Museum staffers dubbed Claude their “iconic swamp king.” And thousands turned out for his 30th birthday bash in September, during which he was presented a “cake” made of fish and ice and a proclamation from Mayor Daniel Lurie, declaring Sept. 15 to be “Claude the Alligator Hatch Day.”
“Claude represented that core San Francisco value of seeing the beauty & value in everyone, including those who are a bit different from the norm. Rest in peace, buddy,” State Sen. Scott Wiener (D-San Francisco) tweeted Tuesday.
Measuring 10 feet long and weighing 300 lbs, Claude was one of fewer than 200 alligators in the world with albinism, a genetic mutation that caused an inability to produce melanin, making his translucent skin appear white.
The condition resulted in poor eyesight, which, along with his inability to camouflage himself, made him vulnerable to predators in the wild, according to the museum. American alligators without albinism can live around 50 years in their natural habitats, according to the Smithsonian’s National Zoo & Conservation Biology Institute, but they can live up to 70 in captivity.
As a “banana-sized” baby, Claude was moved from the Louisiana alligator farm where he hatched to the St. Augustine Alligator Farm Zoological Park in Florida, where he lived in an enclosure alone for 13 years.
In 2008, Claude was loaded into a wooden crate and trucked across the country to San Francisco.
He made the four-day trip — albeit in a separate crate — with Bonnie, a female alligator with typical pigmentation. Biologists hoped they would get along and placed them in the museum’s swamp exhibit together.
But Bonnie did not like Claude, whose limited vision caused him to bump into his surroundings — and into her. She bit his right front pinky toe, which became infected and had to be surgically removed.
Bonnie was sent back to Florida. Claude’s toe remains in the museum’s veterinary hospital in a jar.
He lived peacefully with three female alligator snapping turtles named Donatello, Raphael and Morla, each of whom was believed to be at least 50 years old.
Claude’s enclosure had no doors for human access. Biologists had to use a ladder to climb down into the space for his weekly feedings.
Claude once swallowed a child’s ballet slipper that fell into his enclosure — he was placed under anesthesia to have it removed — but spent much of his time in the near-total stillness typical of an ambush predator.
“He didn’t move much. That was the joke with Claude — if you see him move, it’s an amazing day,” said Emma Bland Smith, who wrote a nonfiction children’s book about him called “Claude: The True Story of a White Alligator.”
Smith, who interviewed biologists who cared for Claude, said children are enthralled by the gator’s “rags-to-riches” story.

(Stored data entries)
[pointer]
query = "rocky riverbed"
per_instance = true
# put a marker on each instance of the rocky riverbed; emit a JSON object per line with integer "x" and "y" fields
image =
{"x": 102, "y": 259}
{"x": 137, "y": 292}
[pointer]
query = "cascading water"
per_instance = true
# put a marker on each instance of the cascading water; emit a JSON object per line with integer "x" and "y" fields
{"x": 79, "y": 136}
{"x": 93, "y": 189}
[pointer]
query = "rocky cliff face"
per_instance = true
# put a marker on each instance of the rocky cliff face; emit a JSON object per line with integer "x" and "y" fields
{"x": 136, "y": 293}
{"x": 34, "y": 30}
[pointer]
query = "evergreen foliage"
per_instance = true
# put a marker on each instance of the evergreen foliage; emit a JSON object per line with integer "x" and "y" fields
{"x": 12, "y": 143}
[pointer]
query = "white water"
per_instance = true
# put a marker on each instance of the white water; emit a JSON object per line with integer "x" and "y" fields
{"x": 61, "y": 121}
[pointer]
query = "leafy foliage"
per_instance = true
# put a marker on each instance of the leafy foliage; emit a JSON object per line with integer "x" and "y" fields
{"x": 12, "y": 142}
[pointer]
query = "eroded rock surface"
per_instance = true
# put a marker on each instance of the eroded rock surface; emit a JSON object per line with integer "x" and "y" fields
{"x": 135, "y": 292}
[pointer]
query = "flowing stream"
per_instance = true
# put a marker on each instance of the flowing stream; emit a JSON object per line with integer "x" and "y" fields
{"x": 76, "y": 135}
...
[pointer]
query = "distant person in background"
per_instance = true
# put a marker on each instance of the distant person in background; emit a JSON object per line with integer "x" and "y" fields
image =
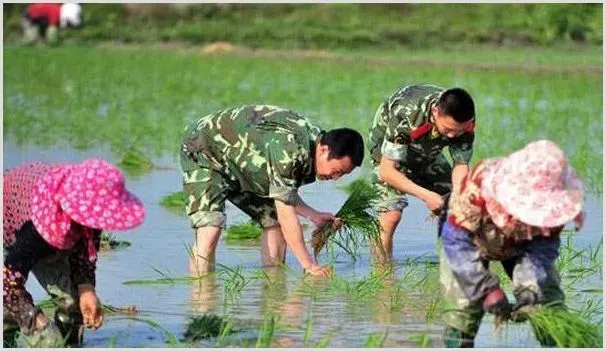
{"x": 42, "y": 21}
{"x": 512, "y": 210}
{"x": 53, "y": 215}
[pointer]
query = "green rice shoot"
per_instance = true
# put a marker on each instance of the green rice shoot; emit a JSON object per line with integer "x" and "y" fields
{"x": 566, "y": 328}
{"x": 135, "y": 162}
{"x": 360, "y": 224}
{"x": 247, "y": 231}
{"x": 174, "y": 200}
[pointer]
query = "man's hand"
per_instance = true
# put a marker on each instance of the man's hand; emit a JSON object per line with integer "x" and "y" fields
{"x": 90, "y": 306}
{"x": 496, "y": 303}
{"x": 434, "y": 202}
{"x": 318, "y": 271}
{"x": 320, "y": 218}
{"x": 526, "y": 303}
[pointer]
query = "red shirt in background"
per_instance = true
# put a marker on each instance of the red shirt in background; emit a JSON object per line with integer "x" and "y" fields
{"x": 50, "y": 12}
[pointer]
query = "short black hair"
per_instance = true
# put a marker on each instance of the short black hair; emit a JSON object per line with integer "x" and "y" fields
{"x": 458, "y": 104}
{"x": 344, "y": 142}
* * *
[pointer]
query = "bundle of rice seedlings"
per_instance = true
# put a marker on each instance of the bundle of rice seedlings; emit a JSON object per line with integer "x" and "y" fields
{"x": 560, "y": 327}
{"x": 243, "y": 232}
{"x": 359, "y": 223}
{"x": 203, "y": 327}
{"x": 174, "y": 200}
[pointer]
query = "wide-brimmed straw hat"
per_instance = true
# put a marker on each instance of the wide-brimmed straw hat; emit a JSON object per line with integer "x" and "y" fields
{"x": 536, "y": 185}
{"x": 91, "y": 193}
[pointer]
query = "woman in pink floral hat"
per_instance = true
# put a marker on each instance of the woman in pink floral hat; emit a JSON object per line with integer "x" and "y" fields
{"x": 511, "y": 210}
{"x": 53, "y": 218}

Work instructions >> Could you copy, word for word, the part of the passage about Claude the alligator from "But Bonnie did" up to and including "an ambush predator."?

Finished task >>
But Bonnie did not like Claude, whose limited vision caused him to bump into his surroundings — and into her. She bit his right front pinky toe, which became infected and had to be surgically removed.
Bonnie was sent back to Florida. Claude’s toe remains in the museum’s veterinary hospital in a jar.
He lived peacefully with three female alligator snapping turtles named Donatello, Raphael and Morla, each of whom was believed to be at least 50 years old.
Claude’s enclosure had no doors for human access. Biologists had to use a ladder to climb down into the space for his weekly feedings.
Claude once swallowed a child’s ballet slipper that fell into his enclosure — he was placed under anesthesia to have it removed — but spent much of his time in the near-total stillness typical of an ambush predator.